_Task prompt_: Only the closing part of the listing is wanted: reproduce exactly the line containing "Provide the outline of every instance of the blue" and all lines below it.

:: Data records ::

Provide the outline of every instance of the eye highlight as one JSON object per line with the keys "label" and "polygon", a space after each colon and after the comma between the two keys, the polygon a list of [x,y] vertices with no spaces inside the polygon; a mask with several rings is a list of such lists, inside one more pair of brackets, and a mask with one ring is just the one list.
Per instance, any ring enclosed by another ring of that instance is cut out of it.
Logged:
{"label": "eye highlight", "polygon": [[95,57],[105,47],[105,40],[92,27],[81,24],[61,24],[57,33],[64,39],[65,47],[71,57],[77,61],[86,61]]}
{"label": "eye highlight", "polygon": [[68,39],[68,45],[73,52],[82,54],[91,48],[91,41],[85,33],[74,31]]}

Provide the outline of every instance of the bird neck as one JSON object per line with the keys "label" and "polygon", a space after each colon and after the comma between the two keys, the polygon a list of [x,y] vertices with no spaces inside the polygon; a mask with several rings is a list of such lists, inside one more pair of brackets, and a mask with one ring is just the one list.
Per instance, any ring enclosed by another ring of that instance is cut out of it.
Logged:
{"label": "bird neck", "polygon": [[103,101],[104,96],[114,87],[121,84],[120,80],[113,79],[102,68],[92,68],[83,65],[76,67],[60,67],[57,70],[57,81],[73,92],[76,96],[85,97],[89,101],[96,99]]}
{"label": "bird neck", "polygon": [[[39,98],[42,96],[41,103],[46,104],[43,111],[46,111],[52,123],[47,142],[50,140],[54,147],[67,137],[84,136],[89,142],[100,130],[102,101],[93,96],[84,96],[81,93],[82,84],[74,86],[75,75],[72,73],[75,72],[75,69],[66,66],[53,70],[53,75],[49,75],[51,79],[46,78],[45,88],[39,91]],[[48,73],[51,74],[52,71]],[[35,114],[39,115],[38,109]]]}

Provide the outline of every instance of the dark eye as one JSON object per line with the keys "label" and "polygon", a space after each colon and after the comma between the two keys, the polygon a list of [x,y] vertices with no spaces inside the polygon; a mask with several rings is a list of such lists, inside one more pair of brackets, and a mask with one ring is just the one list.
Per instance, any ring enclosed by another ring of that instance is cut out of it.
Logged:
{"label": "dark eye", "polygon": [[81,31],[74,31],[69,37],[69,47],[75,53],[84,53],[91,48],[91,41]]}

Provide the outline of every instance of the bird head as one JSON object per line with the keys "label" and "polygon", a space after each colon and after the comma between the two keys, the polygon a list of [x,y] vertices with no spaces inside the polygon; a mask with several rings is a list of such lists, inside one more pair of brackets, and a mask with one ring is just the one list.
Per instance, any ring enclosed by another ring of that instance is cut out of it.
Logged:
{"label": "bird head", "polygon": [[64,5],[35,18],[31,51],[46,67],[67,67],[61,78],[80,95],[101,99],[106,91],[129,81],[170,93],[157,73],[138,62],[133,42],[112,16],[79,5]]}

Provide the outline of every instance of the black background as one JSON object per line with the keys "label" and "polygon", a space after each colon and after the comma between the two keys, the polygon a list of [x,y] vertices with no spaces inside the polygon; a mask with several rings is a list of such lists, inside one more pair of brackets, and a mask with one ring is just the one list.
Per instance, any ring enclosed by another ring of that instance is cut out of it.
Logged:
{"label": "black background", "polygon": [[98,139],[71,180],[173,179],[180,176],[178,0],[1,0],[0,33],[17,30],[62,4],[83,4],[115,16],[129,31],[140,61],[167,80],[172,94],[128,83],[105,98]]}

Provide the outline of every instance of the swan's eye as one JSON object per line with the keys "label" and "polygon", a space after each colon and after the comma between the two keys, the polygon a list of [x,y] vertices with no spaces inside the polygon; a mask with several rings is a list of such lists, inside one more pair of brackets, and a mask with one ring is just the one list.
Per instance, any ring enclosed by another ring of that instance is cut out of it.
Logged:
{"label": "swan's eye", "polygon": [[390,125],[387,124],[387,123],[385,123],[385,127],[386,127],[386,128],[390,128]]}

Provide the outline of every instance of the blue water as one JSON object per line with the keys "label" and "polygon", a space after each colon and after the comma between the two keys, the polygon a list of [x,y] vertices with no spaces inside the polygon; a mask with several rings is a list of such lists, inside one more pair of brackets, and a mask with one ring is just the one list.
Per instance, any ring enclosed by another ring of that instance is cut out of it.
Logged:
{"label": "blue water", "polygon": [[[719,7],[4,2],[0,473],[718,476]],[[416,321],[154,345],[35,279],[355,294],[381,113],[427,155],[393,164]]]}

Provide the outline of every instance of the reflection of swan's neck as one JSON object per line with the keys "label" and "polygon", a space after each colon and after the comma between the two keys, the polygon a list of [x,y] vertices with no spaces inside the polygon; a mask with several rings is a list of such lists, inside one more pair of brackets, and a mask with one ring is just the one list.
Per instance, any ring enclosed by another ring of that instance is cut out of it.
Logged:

:::

_Answer section_:
Provide the outline of every instance of the blue water as one JSON object per line with the keys "label" and "polygon", a space after each colon and after the comma between the two keys, the polygon a list of [x,y] vertices with no spaces inside the polygon; a mask with several rings is a list of such lists, inside one more pair of brackets, and a mask with one ring is just the one list.
Per instance, any ring enclosed by another ring of that instance is cut out of it.
Logged:
{"label": "blue water", "polygon": [[[719,7],[4,2],[0,473],[718,476]],[[416,321],[154,345],[35,279],[355,294],[381,113],[427,155],[393,164]]]}

Provide the outline of every instance of the reflection of swan's neck as one JSON object per line with the keys "label" and "polygon", a space after each colon and after the comma between the two keys, the polygon a list of [x,y] vertices with no spaces inside the polygon; a mask with several rings is a list of such lists, inside one more pair of brackets, and a mask with one ring is just the one list.
Per instance, any ring enclosed by another ring of that instance is cut out of it.
Logged:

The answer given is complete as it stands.